* EXERCISE *
Repeat the whole listing, keeping each line as it is.

* SOURCE DATA *

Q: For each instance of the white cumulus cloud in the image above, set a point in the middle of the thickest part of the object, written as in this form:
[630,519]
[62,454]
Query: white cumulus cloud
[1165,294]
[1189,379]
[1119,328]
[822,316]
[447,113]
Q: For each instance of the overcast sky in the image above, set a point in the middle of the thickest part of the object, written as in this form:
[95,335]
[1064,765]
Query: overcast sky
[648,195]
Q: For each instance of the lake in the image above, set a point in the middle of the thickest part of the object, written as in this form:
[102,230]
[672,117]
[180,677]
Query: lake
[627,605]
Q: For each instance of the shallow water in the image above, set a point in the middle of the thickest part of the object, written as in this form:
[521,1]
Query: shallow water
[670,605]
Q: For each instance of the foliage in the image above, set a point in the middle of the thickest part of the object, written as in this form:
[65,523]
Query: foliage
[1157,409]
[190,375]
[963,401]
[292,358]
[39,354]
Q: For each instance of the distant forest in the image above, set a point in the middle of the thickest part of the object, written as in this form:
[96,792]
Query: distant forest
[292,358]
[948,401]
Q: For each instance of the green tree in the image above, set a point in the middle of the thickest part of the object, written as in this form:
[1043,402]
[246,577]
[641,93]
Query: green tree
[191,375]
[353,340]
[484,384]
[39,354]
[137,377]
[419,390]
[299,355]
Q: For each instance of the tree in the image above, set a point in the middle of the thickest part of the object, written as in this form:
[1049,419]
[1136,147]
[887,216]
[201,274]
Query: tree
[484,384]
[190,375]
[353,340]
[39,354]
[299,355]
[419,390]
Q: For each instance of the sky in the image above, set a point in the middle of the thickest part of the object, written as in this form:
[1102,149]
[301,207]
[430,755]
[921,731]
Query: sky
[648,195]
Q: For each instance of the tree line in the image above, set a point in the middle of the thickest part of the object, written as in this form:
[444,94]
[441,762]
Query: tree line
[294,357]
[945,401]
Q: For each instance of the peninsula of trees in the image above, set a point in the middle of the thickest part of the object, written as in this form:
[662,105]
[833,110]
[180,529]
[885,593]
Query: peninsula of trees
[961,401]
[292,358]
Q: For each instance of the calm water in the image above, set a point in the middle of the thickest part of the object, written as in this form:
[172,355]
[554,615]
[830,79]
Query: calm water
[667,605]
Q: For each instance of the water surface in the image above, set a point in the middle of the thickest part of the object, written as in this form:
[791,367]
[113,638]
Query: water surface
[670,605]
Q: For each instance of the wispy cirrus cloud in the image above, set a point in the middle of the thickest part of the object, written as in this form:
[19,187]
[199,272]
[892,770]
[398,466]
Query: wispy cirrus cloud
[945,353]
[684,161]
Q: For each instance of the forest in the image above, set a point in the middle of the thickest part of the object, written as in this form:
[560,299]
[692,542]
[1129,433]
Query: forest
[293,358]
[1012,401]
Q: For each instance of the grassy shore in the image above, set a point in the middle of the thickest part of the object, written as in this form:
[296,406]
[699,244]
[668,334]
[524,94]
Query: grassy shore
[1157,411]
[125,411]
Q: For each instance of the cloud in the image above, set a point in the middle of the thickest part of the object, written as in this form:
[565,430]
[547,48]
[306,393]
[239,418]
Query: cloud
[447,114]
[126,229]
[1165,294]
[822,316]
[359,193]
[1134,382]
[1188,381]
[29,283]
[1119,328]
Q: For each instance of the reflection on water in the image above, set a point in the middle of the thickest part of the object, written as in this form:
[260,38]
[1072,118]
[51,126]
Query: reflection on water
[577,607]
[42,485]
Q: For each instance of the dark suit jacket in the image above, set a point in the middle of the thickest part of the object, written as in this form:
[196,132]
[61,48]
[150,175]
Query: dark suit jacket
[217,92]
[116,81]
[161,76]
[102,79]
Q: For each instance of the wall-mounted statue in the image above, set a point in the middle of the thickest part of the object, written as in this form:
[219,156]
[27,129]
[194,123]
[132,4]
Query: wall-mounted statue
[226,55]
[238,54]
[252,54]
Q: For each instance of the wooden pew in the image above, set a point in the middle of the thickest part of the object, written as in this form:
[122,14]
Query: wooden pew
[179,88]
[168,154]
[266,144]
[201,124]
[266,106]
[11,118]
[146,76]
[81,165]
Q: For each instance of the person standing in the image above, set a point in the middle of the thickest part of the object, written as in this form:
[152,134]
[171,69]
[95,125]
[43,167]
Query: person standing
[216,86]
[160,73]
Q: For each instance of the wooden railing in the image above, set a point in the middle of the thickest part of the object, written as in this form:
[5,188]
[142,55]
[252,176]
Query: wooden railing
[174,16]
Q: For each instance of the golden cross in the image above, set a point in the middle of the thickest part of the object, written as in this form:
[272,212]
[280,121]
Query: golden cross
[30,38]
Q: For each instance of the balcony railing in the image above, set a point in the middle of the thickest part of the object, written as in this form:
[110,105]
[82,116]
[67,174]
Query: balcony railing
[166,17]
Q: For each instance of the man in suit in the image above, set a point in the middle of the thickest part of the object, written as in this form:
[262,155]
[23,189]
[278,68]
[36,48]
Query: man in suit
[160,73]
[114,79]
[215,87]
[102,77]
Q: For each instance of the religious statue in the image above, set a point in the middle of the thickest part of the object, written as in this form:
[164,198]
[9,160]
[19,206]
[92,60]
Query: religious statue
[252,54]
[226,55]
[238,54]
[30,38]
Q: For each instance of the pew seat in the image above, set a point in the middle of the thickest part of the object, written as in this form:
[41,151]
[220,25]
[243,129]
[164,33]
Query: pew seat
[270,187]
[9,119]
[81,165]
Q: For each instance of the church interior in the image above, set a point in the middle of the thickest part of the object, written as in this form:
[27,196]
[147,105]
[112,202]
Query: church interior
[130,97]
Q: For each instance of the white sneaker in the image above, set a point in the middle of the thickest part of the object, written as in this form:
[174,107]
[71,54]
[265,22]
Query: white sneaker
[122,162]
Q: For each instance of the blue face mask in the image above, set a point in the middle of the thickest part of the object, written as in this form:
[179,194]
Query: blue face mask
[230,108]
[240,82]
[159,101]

* RESULT *
Q: For each instance of the white cumulus cloud in the image above, set a point in the middle of the thickest part of the object, written as in this form:
[630,519]
[62,454]
Query: white cumulus cloud
[1165,294]
[1189,379]
[1119,328]
[822,316]
[447,113]
Q: For each instance of the overcast sky in the image above, set a point in the middle of the thickest part of the object, written as in this form:
[95,335]
[1064,765]
Query: overcast sky
[648,195]
Q: For each instance of the lake in the image above, set a point in the middle of the thickest part of the object, written as in this form:
[102,230]
[672,117]
[180,677]
Query: lake
[627,605]
Q: For each instance of the shallow water in the image above, set a point in the middle of the thickest part of the object, written as in this form:
[521,1]
Query: shallow water
[670,605]
Q: For each instance of the foliage in the image above, set a point in the middle of the thickest part of the object, written as in this form:
[65,523]
Query: foliage
[1157,409]
[190,375]
[963,401]
[292,358]
[39,354]
Q: For each instance of the distant forest in the image above, set a point in the middle of the thickest part of the object, written as in this form:
[96,792]
Query: distant forest
[292,358]
[948,401]
Q: For each instance of the green tree in the image above, set a point in the middle of the thickest part of the object, written as in this form:
[1043,402]
[246,577]
[641,93]
Query: green tree
[191,375]
[353,340]
[484,384]
[39,354]
[137,377]
[419,390]
[299,355]
Q: For each instance of the tree in the image above, set a point in the middle of the thickest part of the object, written as in this form:
[1049,419]
[1136,147]
[887,216]
[201,274]
Query: tree
[484,384]
[190,375]
[353,340]
[39,354]
[299,355]
[419,390]
Q: For each instance of the sky in the image above, set a point in the middle of the thickest part of the object, written as in this form:
[1102,149]
[301,207]
[430,755]
[921,731]
Query: sky
[648,195]
Q: For each instance of the tree line in the image above, set a point in the middle of the thickest part of the object, written as in this form:
[444,94]
[441,762]
Query: tree line
[294,357]
[945,401]
Q: For each instance of the peninsula of trees in the image above, set a point in the middle of the thickest part of the object, written as in this form:
[662,105]
[833,110]
[180,529]
[885,593]
Query: peninsula of trees
[961,401]
[292,358]
Q: For each instance of the calm water in the image above, set a point in the middle of the thickest part of the object, written as in this form:
[172,355]
[554,615]
[830,79]
Query: calm water
[667,605]
Q: For each instance of the water surface in the image above, set a point in the middle of the thickest part of the object, written as in this form:
[791,367]
[113,638]
Query: water surface
[670,605]
Q: For each instance of the wispy cirrus cloud in the image above, set a point in the middle of the thickest part of the object, written as in this form:
[19,187]
[199,272]
[892,770]
[398,466]
Query: wispy cirrus cloud
[945,353]
[684,161]
Q: For each instance of the forest in the image above, set a point in the middle of the thickest part of the object, written as in this form:
[560,299]
[692,542]
[1129,433]
Query: forest
[293,358]
[1012,401]
Q: For each instance of the grassy shore in the image above, set a point in the middle of the thickest part of the object, written as in this form:
[296,406]
[699,244]
[668,334]
[524,94]
Query: grassy shore
[1157,411]
[125,411]
Q: For each instance of the cloud in the image above, set a point in the middle of the thickest part of the object, written as in this form:
[565,430]
[547,48]
[306,393]
[239,418]
Query: cloud
[447,114]
[126,229]
[1165,294]
[822,316]
[359,193]
[1134,382]
[1188,381]
[29,283]
[1119,328]
Q: For each instance of the reflection on water in the image above, set a point in the middle of the thickest part of the object, written as in this form:
[260,38]
[1072,118]
[51,126]
Query: reflection on water
[577,607]
[42,485]
Q: For each instance of the dark suit jacket in the image above, set a point in the middle of the thickest part of the object, written as in this form:
[196,132]
[61,48]
[150,175]
Query: dark suit jacket
[217,92]
[116,81]
[161,76]
[102,79]
Q: For each instance of the wall-mounted statue in the image above, set a point in the middle of the thickest part of the object, written as in this form:
[219,156]
[27,129]
[194,123]
[132,4]
Query: wall-mounted statue
[226,55]
[238,54]
[252,54]
Q: For each instance of the wooden pew in the image above, set a point in the middle of the thickest part of the object, written as in this form:
[122,14]
Query: wooden pew
[179,88]
[168,154]
[266,144]
[201,124]
[266,106]
[11,118]
[146,76]
[81,165]
Q: For each instance of the person standing in the image above, set a point in the middle of the thickest part of the object, written as in this form:
[152,134]
[171,69]
[95,125]
[43,167]
Query: person standing
[216,86]
[160,73]
Q: For each instance of the wooden railing in the image above, set a point in the middle of the thickest part of the object, written as in this form:
[5,188]
[142,55]
[252,176]
Query: wooden railing
[174,16]
Q: For each instance of the golden cross in the image above, set a point in the middle of the thickest part of the object, written as in this form:
[272,212]
[280,121]
Query: golden cross
[30,38]
Q: For each instance of the balcony railing in the image above, set a point in the middle of the thickest part of the object, written as in this form:
[110,105]
[82,116]
[67,174]
Query: balcony railing
[166,17]
Q: For each instance of the man in suit in the image above, set a point in the middle of the thickest part of the object, written as in this form:
[262,155]
[23,189]
[278,68]
[36,48]
Query: man in suit
[160,73]
[114,79]
[215,87]
[102,77]
Q: For each instance of the religious statue in the image above, set a point in the middle of the thickest part of the object, written as in this form:
[164,198]
[9,160]
[19,206]
[92,60]
Query: religious statue
[252,54]
[226,55]
[238,54]
[30,38]
Q: For each instance of the pew seat in the image above, set a point in the middle of the thickest part of the object, written as in this form:
[41,151]
[220,25]
[243,129]
[164,33]
Query: pew seat
[270,187]
[9,119]
[81,165]
Q: For each instance of the church interior in the image above, set a point in the middle of the thickest part of the object, written as in this form:
[27,196]
[147,105]
[112,202]
Query: church interior
[130,97]
Q: For each instance of the white sneaker in the image above, set a point in the middle of the thickest part of the object, written as in this form:
[174,107]
[71,54]
[265,22]
Query: white sneaker
[122,162]
Q: For each instance of the blue face mask in the image above, set a point in the middle of the thickest part of the object, written as in this form:
[179,194]
Query: blue face mask
[230,108]
[240,82]
[159,101]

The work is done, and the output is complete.